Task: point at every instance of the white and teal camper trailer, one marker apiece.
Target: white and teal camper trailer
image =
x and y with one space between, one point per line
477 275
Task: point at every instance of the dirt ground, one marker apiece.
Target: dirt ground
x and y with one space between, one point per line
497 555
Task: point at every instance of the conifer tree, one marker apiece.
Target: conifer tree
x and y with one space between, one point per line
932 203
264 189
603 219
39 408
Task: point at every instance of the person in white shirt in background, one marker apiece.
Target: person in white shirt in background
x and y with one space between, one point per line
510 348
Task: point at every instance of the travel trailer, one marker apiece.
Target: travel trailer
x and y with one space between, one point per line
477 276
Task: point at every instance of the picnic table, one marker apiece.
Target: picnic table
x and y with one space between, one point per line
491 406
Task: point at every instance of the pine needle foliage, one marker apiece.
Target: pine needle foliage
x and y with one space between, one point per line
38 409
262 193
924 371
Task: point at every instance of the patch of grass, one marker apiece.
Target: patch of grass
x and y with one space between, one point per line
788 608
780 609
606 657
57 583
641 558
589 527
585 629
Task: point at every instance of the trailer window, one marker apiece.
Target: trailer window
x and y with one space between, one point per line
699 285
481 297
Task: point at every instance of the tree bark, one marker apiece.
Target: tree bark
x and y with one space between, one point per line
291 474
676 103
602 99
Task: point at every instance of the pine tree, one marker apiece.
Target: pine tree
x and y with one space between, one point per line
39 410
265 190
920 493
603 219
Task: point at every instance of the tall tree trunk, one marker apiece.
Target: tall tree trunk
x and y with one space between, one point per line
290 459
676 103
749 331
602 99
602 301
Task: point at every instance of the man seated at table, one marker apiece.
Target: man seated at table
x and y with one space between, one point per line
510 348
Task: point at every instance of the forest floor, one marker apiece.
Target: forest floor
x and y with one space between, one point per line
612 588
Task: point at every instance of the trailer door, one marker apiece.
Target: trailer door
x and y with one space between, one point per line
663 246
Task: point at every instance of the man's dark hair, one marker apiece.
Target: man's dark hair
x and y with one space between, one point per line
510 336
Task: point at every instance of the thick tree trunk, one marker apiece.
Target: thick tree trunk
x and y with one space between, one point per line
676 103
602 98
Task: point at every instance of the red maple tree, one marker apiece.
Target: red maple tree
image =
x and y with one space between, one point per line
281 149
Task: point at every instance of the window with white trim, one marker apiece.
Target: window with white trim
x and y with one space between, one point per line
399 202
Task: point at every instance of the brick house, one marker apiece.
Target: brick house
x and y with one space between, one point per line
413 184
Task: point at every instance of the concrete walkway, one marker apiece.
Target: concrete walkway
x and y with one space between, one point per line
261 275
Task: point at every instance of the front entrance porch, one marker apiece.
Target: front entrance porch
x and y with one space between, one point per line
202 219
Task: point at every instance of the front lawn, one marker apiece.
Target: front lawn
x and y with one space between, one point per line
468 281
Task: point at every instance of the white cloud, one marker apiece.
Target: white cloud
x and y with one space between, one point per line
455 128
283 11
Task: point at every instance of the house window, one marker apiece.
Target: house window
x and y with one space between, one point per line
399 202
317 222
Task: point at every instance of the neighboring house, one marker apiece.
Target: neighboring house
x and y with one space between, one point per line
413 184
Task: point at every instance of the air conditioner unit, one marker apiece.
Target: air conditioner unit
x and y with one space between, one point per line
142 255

§ THE PROBLEM
Extract each entry in full and write it down exactly.

§ SOLUTION TO THE PROBLEM
Task: point at every instance of the white and teal camper trailer, one marker apiece.
Target: white and teal camper trailer
image =
x and y with one space between, one point per line
477 275
Task: point at every instance of the dirt ground, one marker apiece.
Target: dirt ground
x and y with one space between, one point per line
497 555
Task: point at every instance of the conifer tree, one marker apiece.
Target: conifer tree
x and y with one space between, one point per line
932 203
264 189
603 219
39 408
Task: point at every instance of the person in white shirt in background, one marker apiece.
Target: person in white shirt in background
x and y with one space between, one point per line
510 348
Task: point at every instance of the travel trailer, one marker apiece.
Target: travel trailer
x and y with one space between, one point per line
477 276
Task: point at every instance of the picnic table, one marker apiece.
Target: picnic table
x and y with one space between, one point per line
491 406
Task: point at every instance of the pine needle foliage, one marker apiece.
Target: pine needle foliage
x and y with one space between, one point per line
38 409
262 193
924 371
Task: point at every instance of the patch of grass, one marker apiece.
Target: patch of grass
x and y with one space between, one point per line
788 608
780 609
606 657
57 583
641 558
589 527
585 629
Task: point at every instance of the trailer window, one marker apiece.
Target: trailer window
x and y with one space between, one point per line
699 285
481 297
Task: point at every instance of the tree bark, one marker apiece.
Target: tree bark
x and y with one space between, one point per line
291 474
676 103
602 99
Task: point at every instance of the pine tree, one marker apiece.
Target: pine tree
x and y with one space between, one point per line
39 410
265 190
920 493
603 219
Task: point at every instance of the tall tree trunk, one marker apiece.
Target: tall tree trunk
x and y with one space between, one point per line
290 459
676 103
749 331
602 99
602 301
Task: point at every instance of the man seated at table, one marker apiece.
Target: man seated at table
x and y with one space between, one point per line
510 348
Task: point at every instance of the forest floor, one marker apiece.
Target: forest floor
x and y with one space between, one point per line
612 588
Task: point at every instance of the trailer door, one marker apiece.
Target: trailer door
x and y with one space between, one point per line
663 246
Task: point at every instance of the man's dark hair, one marker apiece.
Target: man's dark hair
x and y with one space between, one point per line
510 336
Task: point at every instance of the thick tree trunk, one marker apiece.
Target: thick tree trunk
x and y with one space between, one point per line
676 103
602 98
Task: point at every instance of the red maple tree, one marker apiece.
Target: red maple tree
image =
x and y with one space between, one point per line
281 149
Task: point at every instance of the window with white trim, one marker apiece.
Target: window with white trim
x and y with one space between, one point per line
399 202
Task: point at every instance of the brick house, one marker apiece.
Target: brick house
x and y with one space between, one point per line
413 184
Task: point at every instance of the concrete walkway, one marker apiece.
Target: concrete walkway
x and y with one space between, one point per line
261 275
Task: point at every instance of the front entrance porch, one marker apiece.
Target: front entrance porch
x and y with one space between, one point per line
202 219
Task: point at every instance of the front lawn, one marker apiece.
Target: front lawn
x and y with one space between, one point per line
468 281
Task: point at every instance of the white cloud, one marker apiece.
Target: white cloud
x and y with one space between, one point per line
455 128
283 11
Task: point at every instance of the house window, one marker apiece.
Target: house window
x and y with one space between, one point per line
399 202
317 222
Task: point at every instance of the neighboring house, one marker apiece.
Target: neighboring house
x and y with one space between, one point per line
413 184
Task: point at every instance of the air conditioner unit, one marker apiece.
Target: air conditioner unit
x and y with one space between, one point per line
142 255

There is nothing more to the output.